To do:
Among the entries that follow, find every line with the word "instance" and list it.

Records from a dataset:

↓↓↓

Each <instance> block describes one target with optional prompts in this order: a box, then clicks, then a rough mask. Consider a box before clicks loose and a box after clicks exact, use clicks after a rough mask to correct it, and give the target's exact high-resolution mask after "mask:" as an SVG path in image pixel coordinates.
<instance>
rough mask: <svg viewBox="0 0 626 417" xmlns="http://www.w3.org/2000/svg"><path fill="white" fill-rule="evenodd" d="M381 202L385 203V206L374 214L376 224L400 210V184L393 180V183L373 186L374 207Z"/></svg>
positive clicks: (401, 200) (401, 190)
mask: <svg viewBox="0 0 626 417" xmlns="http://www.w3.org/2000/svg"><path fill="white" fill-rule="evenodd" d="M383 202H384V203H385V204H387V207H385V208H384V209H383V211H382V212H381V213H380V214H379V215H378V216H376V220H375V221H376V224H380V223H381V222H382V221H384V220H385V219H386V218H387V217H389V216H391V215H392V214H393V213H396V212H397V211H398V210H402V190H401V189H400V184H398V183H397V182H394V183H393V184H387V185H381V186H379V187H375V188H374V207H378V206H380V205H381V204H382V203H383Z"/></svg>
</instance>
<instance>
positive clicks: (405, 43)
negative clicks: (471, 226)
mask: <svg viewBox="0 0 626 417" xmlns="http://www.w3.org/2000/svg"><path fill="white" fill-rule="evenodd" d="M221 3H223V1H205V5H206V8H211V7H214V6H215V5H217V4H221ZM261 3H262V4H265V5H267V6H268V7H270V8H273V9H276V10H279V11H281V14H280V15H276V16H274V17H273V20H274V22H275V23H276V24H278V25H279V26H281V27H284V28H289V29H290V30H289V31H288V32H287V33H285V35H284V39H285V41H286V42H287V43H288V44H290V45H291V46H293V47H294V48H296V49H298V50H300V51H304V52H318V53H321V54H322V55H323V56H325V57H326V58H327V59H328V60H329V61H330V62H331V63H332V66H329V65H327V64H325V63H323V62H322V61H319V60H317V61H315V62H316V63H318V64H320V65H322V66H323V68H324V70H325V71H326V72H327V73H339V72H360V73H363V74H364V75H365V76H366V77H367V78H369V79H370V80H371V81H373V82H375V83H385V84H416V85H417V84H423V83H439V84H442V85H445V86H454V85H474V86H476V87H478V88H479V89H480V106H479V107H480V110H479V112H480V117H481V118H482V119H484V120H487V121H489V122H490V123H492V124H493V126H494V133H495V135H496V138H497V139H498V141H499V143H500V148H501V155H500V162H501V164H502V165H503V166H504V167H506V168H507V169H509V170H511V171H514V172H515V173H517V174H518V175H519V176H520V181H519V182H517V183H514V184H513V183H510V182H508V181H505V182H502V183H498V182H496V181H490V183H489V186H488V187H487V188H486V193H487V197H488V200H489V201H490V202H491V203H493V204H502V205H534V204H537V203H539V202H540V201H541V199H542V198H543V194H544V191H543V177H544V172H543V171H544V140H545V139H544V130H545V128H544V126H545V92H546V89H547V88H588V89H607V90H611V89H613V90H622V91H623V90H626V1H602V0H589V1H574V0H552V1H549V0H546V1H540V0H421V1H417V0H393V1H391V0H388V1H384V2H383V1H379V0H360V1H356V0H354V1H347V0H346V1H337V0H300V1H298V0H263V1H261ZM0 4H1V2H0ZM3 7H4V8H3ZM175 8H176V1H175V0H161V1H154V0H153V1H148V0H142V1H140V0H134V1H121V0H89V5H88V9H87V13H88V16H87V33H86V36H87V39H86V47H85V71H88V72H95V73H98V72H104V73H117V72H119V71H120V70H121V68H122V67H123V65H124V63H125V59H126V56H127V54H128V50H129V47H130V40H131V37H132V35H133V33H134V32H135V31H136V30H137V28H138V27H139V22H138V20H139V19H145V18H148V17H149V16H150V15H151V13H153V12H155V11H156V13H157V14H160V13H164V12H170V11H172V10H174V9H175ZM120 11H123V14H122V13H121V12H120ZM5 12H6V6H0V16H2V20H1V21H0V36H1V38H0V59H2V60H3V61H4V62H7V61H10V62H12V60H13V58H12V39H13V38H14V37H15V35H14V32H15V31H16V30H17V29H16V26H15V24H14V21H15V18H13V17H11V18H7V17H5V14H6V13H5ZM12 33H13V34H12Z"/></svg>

↑↑↑

Exercise result:
Each <instance> block describes one target with optional prompts in this order: a box, then clicks, then a rough mask. Consider a box before clicks loose and a box after clicks exact, use clicks after a rough mask to correct it, and give the target's exact high-resolution mask after "mask:" as an SVG path in image pixel coordinates.
<instance>
</instance>
<instance>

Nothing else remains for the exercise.